Esta reflexão coletiva é indispensável, uma vez que a corrupção dos indivíduos é alimentada pela corrupção das instituições. Se, por um lado, os indivíduos corruptos favorecem as instituições corruptas, por outro as instituições corruptas criam estruturas e ambientes que induzem à corrupção individual. E, lamentavelmente, em momentos como esses de mobilizações coletivas a instituição, seja ela qual for, ao invés "de ver no microcosmo individual um reflexo ou uma imitação do nível global, ela procura no indivíduo a origem e a causa de tudo o que a fere. Real ou não, a responsabilidade das vítimas sofre o mesmo engrandecimento fantástico” (GIRARD, p. 30). Não por acaso as mobilizações que estão acontecendo no Brasil tiveram início após uma campanha maciça da grande mídia em favor da redução da maioridade penal.

Sem reflexão e sem racionalidade as manifestações, além do risco de apelar para a violência, acabam em nada e não servem para nada. Podem simplesmente, mesmo que de forma inconsciente, tornarem-se massa de manobra e de manipulação daqueles que não querem que as pessoas pensem e tenham consciência crítica. Além disso, podem penalizar vítimas inocentes e pessoas que não são as únicas responsáveis pelo que está acontecendo. "Os perseguidores acabam sempre por se convencer de que um pequeno número de indivíduos ou até mesmo um só pode tornar-se extremamente nocivo para toda a sociedade, apesar de sua relativa fraqueza [...]. A multidão tende sempre à perseguição, pois as causas naturais daquilo que a perturba, daquilo que a transforma em turba, não pode interessá-la. A multidão, por definição, procura a ação, mas não consegue agir sobre as causas naturais, procura, então, uma causa acessível e que satisfaça seu apetite de violência” (GIRARD, p. 23).

* **DADOS EM ESTUDO**:
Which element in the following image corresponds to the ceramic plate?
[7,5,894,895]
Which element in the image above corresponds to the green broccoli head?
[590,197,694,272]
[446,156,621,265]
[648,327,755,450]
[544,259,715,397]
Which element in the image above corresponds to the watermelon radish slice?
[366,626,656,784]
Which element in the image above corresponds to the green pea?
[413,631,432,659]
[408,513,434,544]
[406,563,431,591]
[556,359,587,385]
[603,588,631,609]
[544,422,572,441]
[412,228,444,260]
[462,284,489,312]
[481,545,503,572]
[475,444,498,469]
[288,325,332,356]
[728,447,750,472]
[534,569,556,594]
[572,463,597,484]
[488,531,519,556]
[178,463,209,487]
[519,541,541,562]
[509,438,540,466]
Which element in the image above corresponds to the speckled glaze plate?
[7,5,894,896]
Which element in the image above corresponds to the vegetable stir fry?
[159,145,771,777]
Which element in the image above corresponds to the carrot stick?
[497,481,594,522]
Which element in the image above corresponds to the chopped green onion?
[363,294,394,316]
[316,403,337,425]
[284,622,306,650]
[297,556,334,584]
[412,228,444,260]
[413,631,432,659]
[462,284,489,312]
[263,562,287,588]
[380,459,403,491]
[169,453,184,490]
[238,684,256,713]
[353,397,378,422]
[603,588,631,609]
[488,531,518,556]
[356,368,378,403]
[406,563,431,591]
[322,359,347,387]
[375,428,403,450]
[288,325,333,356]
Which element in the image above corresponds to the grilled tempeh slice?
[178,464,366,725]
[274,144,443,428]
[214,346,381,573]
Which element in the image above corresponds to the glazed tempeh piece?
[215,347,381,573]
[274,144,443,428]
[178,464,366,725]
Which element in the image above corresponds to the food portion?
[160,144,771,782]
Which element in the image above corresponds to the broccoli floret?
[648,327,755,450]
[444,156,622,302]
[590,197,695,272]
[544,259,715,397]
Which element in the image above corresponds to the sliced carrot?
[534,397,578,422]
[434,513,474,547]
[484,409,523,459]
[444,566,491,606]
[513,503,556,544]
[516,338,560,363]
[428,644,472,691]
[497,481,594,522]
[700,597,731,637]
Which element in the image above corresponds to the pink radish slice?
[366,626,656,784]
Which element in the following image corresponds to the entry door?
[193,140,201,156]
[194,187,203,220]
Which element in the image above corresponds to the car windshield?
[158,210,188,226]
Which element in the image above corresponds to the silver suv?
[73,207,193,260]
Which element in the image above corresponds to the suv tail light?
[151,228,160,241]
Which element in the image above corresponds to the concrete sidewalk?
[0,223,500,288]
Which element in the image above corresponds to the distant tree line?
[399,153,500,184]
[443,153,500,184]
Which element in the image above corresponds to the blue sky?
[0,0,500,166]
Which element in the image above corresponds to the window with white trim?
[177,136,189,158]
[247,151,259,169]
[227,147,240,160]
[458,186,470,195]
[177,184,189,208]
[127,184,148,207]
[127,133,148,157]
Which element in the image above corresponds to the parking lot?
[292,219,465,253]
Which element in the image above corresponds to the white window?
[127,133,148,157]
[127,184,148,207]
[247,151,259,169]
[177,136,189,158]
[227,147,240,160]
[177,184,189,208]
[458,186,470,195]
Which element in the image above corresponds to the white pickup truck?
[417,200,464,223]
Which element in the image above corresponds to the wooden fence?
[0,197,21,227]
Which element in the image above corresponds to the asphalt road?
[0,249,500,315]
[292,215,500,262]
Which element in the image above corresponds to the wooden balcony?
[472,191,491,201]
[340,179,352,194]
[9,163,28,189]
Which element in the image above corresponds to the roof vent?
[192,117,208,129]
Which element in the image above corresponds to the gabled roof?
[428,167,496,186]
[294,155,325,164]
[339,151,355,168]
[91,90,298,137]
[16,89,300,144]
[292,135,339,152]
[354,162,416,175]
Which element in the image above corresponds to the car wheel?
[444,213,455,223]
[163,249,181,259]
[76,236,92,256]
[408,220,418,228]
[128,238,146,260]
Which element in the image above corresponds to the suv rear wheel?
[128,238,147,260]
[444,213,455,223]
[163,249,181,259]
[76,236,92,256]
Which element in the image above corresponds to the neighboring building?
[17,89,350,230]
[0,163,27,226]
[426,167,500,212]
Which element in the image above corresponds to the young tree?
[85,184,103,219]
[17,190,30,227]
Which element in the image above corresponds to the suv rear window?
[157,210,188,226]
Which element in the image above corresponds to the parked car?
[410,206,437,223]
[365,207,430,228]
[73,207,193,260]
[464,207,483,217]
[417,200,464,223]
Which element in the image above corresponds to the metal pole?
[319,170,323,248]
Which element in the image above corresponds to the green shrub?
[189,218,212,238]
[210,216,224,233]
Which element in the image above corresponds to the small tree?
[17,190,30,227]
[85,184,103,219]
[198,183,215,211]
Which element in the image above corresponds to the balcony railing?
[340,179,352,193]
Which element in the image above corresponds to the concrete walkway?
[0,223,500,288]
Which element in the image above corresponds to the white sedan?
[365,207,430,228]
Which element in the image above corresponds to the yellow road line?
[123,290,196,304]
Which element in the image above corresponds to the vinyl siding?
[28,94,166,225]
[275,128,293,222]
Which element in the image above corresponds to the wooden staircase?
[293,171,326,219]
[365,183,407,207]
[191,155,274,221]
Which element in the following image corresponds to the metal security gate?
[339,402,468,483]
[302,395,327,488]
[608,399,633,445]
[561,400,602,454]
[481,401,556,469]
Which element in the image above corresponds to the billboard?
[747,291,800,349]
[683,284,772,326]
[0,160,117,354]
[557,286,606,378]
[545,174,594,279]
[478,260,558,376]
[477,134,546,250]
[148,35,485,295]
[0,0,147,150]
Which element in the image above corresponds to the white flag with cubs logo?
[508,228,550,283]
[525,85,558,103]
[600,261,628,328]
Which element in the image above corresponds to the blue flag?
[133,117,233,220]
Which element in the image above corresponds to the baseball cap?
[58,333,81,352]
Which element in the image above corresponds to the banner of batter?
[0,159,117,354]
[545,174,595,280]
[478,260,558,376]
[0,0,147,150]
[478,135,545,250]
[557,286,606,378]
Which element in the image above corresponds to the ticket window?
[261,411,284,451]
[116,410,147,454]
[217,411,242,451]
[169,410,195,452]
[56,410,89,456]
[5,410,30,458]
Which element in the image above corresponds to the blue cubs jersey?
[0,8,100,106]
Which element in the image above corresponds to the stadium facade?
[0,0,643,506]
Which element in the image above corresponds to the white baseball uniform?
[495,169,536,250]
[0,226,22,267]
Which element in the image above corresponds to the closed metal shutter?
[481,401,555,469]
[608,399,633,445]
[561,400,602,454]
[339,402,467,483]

* **OBJETIVO DA TAREFA**: Transcreva o trecho do texto sobre corrupção entre "Esta reflexão coletiva" e "da maioridade penal.", inclusive, e troque "instituições" por "organizações". Não é preciso consultar a listagem.

* **RESPOSTA ESCRITA**:
Esta reflexão coletiva é indispensável, uma vez que a corrupção dos indivíduos é alimentada pela corrupção das organizações. Se, por um lado, os indivíduos corruptos favorecem as organizações corruptas, por outro as organizações corruptas criam estruturas e ambientes que induzem à corrupção individual. E, lamentavelmente, em momentos como esses de mobilizações coletivas a instituição, seja ela qual for, ao invés "de ver no microcosmo individual um reflexo ou uma imitação do nível global, ela procura no indivíduo a origem e a causa de tudo o que a fere. Real ou não, a responsabilidade das vítimas sofre o mesmo engrandecimento fantástico” (GIRARD, p. 30). Não por acaso as mobilizações que estão acontecendo no Brasil tiveram início após uma campanha maciça da grande mídia em favor da redução da maioridade penal.